The rise of the original trilogy
A long long time ago, in a galaxy far far away....etc etc you all know the lines.
A man called George Lucas had the idea to create a series of epic sci-fi space operas that would become so successful that Disney would take notice and give it the franchise fluttering eye lashes, trying to seduce it.
They would be called... Flash Gordon.
Unfortunately for Georgie boy, and fortunately for modern nerddom, Dino de Laurentiis already owned Flash Gordon, and were busy making their own, hilariously eighties version, so he said, screw it, I'll make my own!
He decided to start with the fourth movie in the series he envisioned, for at the time he didn't have the special effects to create the first three to the standard he wanted, and/or he just kinda made up the first move up as he went along. So Episode Four A New Hope was created (simply titled Star Wars at the time) and it is not an exaggeration to say it changed the face of sci-fi and general moviemaking forever, bringing a new era of special effects and imagination to cinema and changing the lives of many who would go onto to become dedicated fan boys.
Originally, the studio had forced Lucas to take ever increasing paycuts for what they were sure was going to be a flop, and only let him keep merchandising rights. However, whatever his flaws, George Lucas was a man of vision. Having invented the summer blockbuster, he went on to invent the ginormous pile of movie-tie-in memorabilia. His production company, Lucasfilm ended up rolling in dosh, and with Episode Five The Empire Strikes Back and Episode Six The Return of the Jedi, the legend of Star Wars and its place in cultural history was assured.
tl;dr: Pretty much this.
The coming of the prequel trilogy
With the year 2000 coming, George Lucas felt that special effects technology had reached the level he wanted and began to create the first three movies in the star wars story he had envisioned.
The hype for the movies was immense.
And then the first movie, Episode One The Phantom Menace came out.....and there was nerd rage beyond expectation.

-- Stated task A --
Find each line in the records containing the string "shrub", matching case exactly, and copy those lines out.
The records that follow are unrelated to the Star Wars history above.

-- Records for this exercise --
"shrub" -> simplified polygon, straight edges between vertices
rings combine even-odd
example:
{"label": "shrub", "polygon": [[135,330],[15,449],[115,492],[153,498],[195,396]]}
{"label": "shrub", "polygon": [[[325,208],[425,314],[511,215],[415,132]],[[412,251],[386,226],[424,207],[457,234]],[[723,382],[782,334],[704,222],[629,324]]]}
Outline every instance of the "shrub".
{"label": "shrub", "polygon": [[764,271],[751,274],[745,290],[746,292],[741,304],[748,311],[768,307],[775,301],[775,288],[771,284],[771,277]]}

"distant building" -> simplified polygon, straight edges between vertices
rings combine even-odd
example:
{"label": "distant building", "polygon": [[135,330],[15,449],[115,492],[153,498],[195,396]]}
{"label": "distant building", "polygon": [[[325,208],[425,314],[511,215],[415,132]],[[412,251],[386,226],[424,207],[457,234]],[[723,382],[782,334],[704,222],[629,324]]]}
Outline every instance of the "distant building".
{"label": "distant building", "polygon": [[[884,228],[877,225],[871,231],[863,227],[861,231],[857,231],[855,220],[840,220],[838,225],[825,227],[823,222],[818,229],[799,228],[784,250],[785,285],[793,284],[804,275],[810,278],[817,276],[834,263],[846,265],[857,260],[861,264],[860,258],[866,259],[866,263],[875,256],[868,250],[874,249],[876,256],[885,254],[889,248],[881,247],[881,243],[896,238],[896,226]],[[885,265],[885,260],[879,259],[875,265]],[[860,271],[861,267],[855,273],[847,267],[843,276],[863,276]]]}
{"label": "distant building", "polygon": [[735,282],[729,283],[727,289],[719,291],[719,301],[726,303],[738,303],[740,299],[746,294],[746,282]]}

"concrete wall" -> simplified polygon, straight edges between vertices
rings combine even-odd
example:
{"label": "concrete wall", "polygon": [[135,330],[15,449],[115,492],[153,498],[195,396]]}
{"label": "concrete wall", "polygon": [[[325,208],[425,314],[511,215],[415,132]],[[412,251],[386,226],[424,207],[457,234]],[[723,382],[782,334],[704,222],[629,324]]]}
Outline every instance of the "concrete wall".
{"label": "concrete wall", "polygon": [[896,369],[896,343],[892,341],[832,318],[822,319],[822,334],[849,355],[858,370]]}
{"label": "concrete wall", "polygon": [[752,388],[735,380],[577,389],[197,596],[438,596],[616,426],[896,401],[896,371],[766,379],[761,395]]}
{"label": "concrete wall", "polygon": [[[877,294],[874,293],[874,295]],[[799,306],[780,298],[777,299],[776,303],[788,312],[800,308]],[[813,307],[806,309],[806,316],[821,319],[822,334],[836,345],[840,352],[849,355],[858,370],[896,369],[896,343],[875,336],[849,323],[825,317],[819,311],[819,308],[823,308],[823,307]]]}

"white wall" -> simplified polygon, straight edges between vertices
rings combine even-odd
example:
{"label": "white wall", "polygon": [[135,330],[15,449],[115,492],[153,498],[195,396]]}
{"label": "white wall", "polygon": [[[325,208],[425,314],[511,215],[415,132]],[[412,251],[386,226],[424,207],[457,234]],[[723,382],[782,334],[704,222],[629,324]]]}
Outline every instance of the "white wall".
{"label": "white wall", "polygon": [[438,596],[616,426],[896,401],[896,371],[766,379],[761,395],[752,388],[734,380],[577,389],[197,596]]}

-- Stated task B --
Go on with the Star Wars history from its last sentence.

-- Result A --
"shrub" -> simplified polygon, straight edges between vertices
{"label": "shrub", "polygon": [[135,330],[15,449],[115,492],[153,498],[195,396]]}
{"label": "shrub", "polygon": [[[325,208],[425,314],[511,215],[415,132]],[[412,251],[386,226],[424,207],[457,234]],[[723,382],[782,334],[704,222],[629,324]]]}
Outline every instance of the "shrub".
{"label": "shrub", "polygon": [[764,271],[751,274],[745,290],[746,292],[741,304],[748,311],[768,307],[775,301],[775,288],[771,284],[771,277]]}

-- Result B --
Part of the problem was that the immense expectations of the fandom had grown until anything less-than-perfect simply would not do, so perhaps that is somewhat to blame for the reaction to the prequel trilogy. Certainly, taken on their own merits, they aren't terrible films.
But there was nothing to cover the problems that did exist with the first movie. Jar Jar Binks has become such a figure of ire to the fandom mentioning him will incite rage and prayers to Khorne for his swift demise, and generally wooden acting from other quarters is a frequent target of attack.
Episode Two Attack of the Clones and Episode Three Revenge of the Sith followed after a few years each and fans complained they didn't match the greatness of the original trilogy, more concerned with flashy action and effects than competent story-telling.
What was generally more well received during this time for Star Wars was the Clone Wars animated series (both the traditionally-animated Clone Wars and the later seasons of the CGI show The Clone Wars), following the war between the Republic and the Confederacy that sprung up during the time between the second and third of the prequels.
Disney and the sequel trilogy
Finally, all the efforts by Disney to woo George Lucas paid off and in 2012 Disney acquired the Star Wars franchise and immediately announced they would produce a new trilogy of films set after the original trilogy.
Expectations for this new trilogy are high.....as are the private fears of the fans about what will happen and what direction Disney will take their beloved franchise in. Bringing on the creative talent behind the skubtastic Star Trek reboot was equally... well, take a wild guess.
Expanded Universe
It can be said what makes a franchise into a long term lasting thing is when a wealth of extra story and background is created that expands on the original story far beyond what there was. It could be argued Star Wars leads the race in this, as the sheer amount of extra novels, graphic novels and games based on Star Wars can and does overwhelm the ordinary fan.
The background has expanded right into the distance past before the founding of the current Jedi and Sith orders and into the far future looking at the descendants of Luke Skywalker and other popular characters. Uniquely, especially considering other franchises' track records, the Star Wars Expanded Universe is remarkably internally consistent, both with other sources within the universe and with the films themselves. Sure, every once in a while the odd problem child such as a certain Kinect slips through, but on the whole, as a completely unregulated enterprise, it holds up well.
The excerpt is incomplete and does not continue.